## EXERCISE BRIEF
Reproduce the entries below, substituting "place a single marker" for every occurrence of "drop one marker" and leaving all other text unchanged.

>> START STORED RECORDS

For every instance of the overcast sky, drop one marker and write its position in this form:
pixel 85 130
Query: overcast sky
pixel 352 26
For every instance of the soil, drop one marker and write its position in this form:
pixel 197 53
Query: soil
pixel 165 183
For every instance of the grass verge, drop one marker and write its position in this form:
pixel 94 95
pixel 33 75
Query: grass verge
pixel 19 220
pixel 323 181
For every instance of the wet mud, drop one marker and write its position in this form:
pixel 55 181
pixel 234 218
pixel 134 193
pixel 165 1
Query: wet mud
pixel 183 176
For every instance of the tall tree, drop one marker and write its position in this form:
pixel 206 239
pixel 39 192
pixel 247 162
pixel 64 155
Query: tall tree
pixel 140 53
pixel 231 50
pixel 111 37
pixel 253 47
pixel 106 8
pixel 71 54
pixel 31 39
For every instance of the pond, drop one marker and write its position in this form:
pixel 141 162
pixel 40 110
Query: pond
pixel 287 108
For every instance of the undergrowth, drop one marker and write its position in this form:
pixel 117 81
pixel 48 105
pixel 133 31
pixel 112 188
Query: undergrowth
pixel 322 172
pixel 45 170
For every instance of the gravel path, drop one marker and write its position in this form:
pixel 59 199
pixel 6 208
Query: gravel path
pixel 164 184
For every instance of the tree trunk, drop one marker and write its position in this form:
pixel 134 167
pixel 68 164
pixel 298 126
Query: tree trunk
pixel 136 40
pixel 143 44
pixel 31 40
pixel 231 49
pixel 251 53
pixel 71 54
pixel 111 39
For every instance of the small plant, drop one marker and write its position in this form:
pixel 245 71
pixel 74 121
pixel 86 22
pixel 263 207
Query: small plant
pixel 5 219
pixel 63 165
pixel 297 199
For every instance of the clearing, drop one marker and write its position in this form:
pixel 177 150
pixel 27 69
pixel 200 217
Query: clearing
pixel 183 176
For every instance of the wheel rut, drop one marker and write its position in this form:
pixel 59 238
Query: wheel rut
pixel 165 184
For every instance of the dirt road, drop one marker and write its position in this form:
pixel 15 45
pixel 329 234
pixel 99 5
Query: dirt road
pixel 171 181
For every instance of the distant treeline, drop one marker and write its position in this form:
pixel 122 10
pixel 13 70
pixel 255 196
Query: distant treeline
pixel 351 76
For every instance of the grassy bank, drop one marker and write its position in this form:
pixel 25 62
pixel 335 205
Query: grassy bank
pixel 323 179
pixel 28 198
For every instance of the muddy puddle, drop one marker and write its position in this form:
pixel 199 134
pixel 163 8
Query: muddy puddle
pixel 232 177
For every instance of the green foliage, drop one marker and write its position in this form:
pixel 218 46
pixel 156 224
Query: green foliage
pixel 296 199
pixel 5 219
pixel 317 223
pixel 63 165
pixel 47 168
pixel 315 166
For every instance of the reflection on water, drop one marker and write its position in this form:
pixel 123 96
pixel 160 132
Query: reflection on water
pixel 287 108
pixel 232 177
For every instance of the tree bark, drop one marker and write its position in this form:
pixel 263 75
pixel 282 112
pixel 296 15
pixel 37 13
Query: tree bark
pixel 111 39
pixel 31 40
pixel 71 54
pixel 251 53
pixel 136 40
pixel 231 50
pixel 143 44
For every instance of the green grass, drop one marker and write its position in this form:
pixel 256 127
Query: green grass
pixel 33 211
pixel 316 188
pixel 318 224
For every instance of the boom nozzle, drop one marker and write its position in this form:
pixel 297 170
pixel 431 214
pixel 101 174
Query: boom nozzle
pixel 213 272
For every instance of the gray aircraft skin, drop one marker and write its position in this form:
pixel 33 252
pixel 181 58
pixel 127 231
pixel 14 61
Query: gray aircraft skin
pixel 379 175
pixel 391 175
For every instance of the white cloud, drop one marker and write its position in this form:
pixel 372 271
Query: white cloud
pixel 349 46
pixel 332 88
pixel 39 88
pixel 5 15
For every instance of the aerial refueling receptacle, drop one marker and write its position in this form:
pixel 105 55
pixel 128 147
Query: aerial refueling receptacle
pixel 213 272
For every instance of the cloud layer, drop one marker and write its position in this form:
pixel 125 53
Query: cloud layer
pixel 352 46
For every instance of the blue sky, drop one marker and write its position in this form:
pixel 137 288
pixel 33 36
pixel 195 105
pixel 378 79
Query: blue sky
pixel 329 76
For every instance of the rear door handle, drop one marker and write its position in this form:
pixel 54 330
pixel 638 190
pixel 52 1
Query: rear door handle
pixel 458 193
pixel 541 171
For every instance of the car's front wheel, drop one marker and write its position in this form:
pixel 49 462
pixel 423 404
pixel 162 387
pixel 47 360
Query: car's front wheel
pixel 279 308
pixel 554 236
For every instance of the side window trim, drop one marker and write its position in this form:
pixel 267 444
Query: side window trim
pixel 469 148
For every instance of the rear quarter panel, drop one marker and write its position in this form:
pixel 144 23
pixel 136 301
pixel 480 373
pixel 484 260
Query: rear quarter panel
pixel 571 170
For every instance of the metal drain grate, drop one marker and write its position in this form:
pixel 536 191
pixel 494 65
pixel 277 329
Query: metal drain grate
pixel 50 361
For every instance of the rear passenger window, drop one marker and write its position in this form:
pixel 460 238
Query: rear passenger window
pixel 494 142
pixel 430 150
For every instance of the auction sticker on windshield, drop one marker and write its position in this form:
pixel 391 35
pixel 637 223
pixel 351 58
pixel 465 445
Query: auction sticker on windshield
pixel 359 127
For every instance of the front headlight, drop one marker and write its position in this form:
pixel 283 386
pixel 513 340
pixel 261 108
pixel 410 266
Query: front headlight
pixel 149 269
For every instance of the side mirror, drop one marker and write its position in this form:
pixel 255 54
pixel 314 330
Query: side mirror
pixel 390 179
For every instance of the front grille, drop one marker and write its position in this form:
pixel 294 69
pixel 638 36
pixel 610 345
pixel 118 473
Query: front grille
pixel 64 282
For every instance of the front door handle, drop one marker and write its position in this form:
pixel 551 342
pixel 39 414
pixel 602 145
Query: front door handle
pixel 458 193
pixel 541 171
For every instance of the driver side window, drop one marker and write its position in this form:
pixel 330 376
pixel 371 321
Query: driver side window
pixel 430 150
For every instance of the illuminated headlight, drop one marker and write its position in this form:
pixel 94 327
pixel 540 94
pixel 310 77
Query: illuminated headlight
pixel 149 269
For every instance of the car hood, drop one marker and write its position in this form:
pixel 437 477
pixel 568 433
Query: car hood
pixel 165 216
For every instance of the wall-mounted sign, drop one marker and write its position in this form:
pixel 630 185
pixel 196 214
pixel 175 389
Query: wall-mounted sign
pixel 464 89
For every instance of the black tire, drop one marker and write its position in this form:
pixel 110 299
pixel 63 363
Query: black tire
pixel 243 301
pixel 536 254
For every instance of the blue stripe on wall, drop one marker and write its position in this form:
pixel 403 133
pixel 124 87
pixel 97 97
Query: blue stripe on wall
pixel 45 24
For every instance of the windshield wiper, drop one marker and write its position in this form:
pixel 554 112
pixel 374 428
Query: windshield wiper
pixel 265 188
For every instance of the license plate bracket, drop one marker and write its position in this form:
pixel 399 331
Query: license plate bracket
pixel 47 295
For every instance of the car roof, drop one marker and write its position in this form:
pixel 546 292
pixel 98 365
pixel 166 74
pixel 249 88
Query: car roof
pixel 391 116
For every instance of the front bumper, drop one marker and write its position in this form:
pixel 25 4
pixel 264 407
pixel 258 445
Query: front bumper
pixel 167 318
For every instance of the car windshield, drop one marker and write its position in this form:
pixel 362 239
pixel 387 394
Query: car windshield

>> END STORED RECORDS

## ANSWER
For every instance of the overcast sky, place a single marker and write its position in this form:
pixel 85 130
Query: overcast sky
pixel 352 26
For every instance of the soil, place a single marker and write its position in this form:
pixel 197 53
Query: soil
pixel 165 183
For every instance of the grass verge, place a single marker and write its position in this form:
pixel 94 95
pixel 33 75
Query: grass verge
pixel 19 220
pixel 323 181
For every instance of the wet mud, place a single marker and write its position in this form:
pixel 55 181
pixel 234 218
pixel 134 193
pixel 165 1
Query: wet mud
pixel 183 176
For every instance of the tall tree, place a single marker and write its position in this form:
pixel 206 239
pixel 39 192
pixel 247 162
pixel 64 155
Query: tall tree
pixel 140 53
pixel 231 50
pixel 111 37
pixel 253 47
pixel 106 8
pixel 71 54
pixel 31 39
For every instance of the pond, place a single marker and write its position in this form:
pixel 141 162
pixel 40 110
Query: pond
pixel 287 108
For every instance of the undergrowth, place a single marker and write its position in this form:
pixel 117 81
pixel 48 105
pixel 133 31
pixel 112 188
Query: undergrowth
pixel 322 172
pixel 45 170
For every instance of the gravel path, place a single marker and write its position in this form:
pixel 59 199
pixel 6 208
Query: gravel path
pixel 164 184
For every instance of the tree trunk, place a single marker and write its position in this form:
pixel 134 167
pixel 68 164
pixel 298 126
Query: tree trunk
pixel 136 40
pixel 143 44
pixel 31 40
pixel 231 49
pixel 251 53
pixel 71 54
pixel 111 39
For every instance of the small plant, place a single marker and write its position in this form:
pixel 245 71
pixel 74 121
pixel 86 22
pixel 263 207
Query: small plant
pixel 5 219
pixel 63 165
pixel 297 199
For every instance of the clearing, place a single marker and write its position in this form:
pixel 177 150
pixel 27 69
pixel 200 217
Query: clearing
pixel 183 176
For every instance of the wheel rut, place a single marker and write its position in this form:
pixel 59 238
Query: wheel rut
pixel 165 184
For every instance of the dirt road, place a single marker and write its position in this form:
pixel 15 45
pixel 329 234
pixel 99 5
Query: dirt road
pixel 171 181
For every instance of the distant treeline, place a single marker and write its position in this form:
pixel 122 10
pixel 13 70
pixel 255 196
Query: distant treeline
pixel 351 76
For every instance of the grassy bank, place a single marker and write its position in this form:
pixel 25 62
pixel 335 205
Query: grassy bank
pixel 323 179
pixel 28 198
For every instance of the muddy puddle, place a single marker and write its position in this form:
pixel 199 134
pixel 163 8
Query: muddy puddle
pixel 232 177
For every instance of the green foliage, place a single marker and write its position in this form:
pixel 218 46
pixel 156 224
Query: green foliage
pixel 296 199
pixel 5 219
pixel 317 223
pixel 63 165
pixel 47 168
pixel 315 166
For every instance of the reflection on water, place a single marker and write its position in this form:
pixel 123 96
pixel 160 132
Query: reflection on water
pixel 287 108
pixel 232 177
For every instance of the tree bark, place a single marker and write its position in this form:
pixel 263 75
pixel 282 112
pixel 296 15
pixel 37 13
Query: tree bark
pixel 111 39
pixel 31 40
pixel 71 54
pixel 251 53
pixel 136 40
pixel 231 50
pixel 143 44
For every instance of the green grass, place a single marker and write its position in this form:
pixel 256 127
Query: green grass
pixel 33 211
pixel 316 188
pixel 318 224
For every instance of the boom nozzle, place a single marker and write its position in this form:
pixel 297 170
pixel 431 214
pixel 101 174
Query: boom nozzle
pixel 213 272
For every instance of the gray aircraft skin, place a single marker and write its position in this form:
pixel 33 252
pixel 181 58
pixel 127 231
pixel 14 61
Query: gray aircraft skin
pixel 379 175
pixel 391 175
For every instance of the white cloud, place a single marker and write its position in this form:
pixel 372 271
Query: white cloud
pixel 349 46
pixel 332 88
pixel 39 88
pixel 5 15
For every instance of the aerial refueling receptacle, place a single marker and write its position in this form:
pixel 105 55
pixel 128 147
Query: aerial refueling receptacle
pixel 213 272
For every instance of the cloud layer, place a single marker and write its position in this form:
pixel 125 53
Query: cloud layer
pixel 352 46
For every instance of the blue sky, place a single marker and write its position in this form:
pixel 137 288
pixel 33 36
pixel 195 105
pixel 378 79
Query: blue sky
pixel 329 76
For every instance of the rear door handle, place a single marker and write its position in this form:
pixel 54 330
pixel 638 190
pixel 52 1
Query: rear door handle
pixel 458 193
pixel 541 171
For every instance of the car's front wheel, place a single marker and write its position in this form:
pixel 49 462
pixel 423 404
pixel 162 387
pixel 47 360
Query: car's front wheel
pixel 279 308
pixel 554 236
For every instance of the side window trim, place a single marker and write its position in this form:
pixel 267 444
Query: side window trim
pixel 469 148
For every instance of the rear quarter panel, place a single marker and write its position in this form:
pixel 144 23
pixel 136 301
pixel 480 373
pixel 484 260
Query: rear quarter panel
pixel 571 170
For every instance of the metal drain grate, place a single marker and write its position in this form:
pixel 536 191
pixel 494 65
pixel 277 329
Query: metal drain grate
pixel 50 361
For every instance of the rear passenger window, place a single marker and write its position in this form:
pixel 460 238
Query: rear passenger window
pixel 494 142
pixel 430 150
For every instance of the auction sticker on windshield, place a single marker and write its position in this form:
pixel 391 35
pixel 637 223
pixel 351 58
pixel 465 445
Query: auction sticker on windshield
pixel 359 127
For every instance of the front headlight, place a single marker and write its position in this form:
pixel 283 386
pixel 513 340
pixel 261 108
pixel 410 266
Query: front headlight
pixel 149 269
For every instance of the side mirror, place a single marker and write its position in this form:
pixel 255 54
pixel 314 330
Query: side mirror
pixel 390 179
For every instance of the front grille, place a single marker and write its position in this form:
pixel 294 69
pixel 638 36
pixel 610 345
pixel 118 473
Query: front grille
pixel 64 282
For every instance of the front door handle, place a single marker and write its position in this form:
pixel 551 342
pixel 39 414
pixel 602 145
Query: front door handle
pixel 458 193
pixel 541 171
For every instance of the driver side window, place a single marker and write its position in this form:
pixel 330 376
pixel 371 321
Query: driver side window
pixel 430 150
For every instance of the illuminated headlight, place a single marker and write its position in this form:
pixel 94 327
pixel 540 94
pixel 310 77
Query: illuminated headlight
pixel 149 269
For every instance of the car hood, place a single marker and write its position in this form:
pixel 437 477
pixel 568 433
Query: car hood
pixel 165 216
For every instance of the wall-mounted sign, place a single marker and write its position in this form:
pixel 630 185
pixel 196 214
pixel 175 389
Query: wall-mounted sign
pixel 464 89
For every instance of the black tire, place a single marker and write its position in this form:
pixel 110 299
pixel 63 363
Query: black tire
pixel 243 301
pixel 536 254
For every instance of the blue stripe on wall, place a single marker and write its position in this form:
pixel 403 133
pixel 124 87
pixel 97 97
Query: blue stripe on wall
pixel 45 24
For every instance of the windshield wiper, place a single marker and write its position in this form:
pixel 554 112
pixel 374 428
Query: windshield wiper
pixel 265 188
For every instance of the license plate bracket, place a single marker and write its position in this form:
pixel 399 331
Query: license plate bracket
pixel 47 295
For every instance of the car roof, place a single marker and write its position in this form:
pixel 546 292
pixel 98 365
pixel 166 74
pixel 249 88
Query: car roof
pixel 391 116
For every instance of the front bumper, place a single marker and write its position in this form:
pixel 25 4
pixel 264 407
pixel 258 445
Query: front bumper
pixel 167 318
For every instance of the car windshield, place a single marker and write its position in this form:
pixel 362 239
pixel 387 394
Query: car windshield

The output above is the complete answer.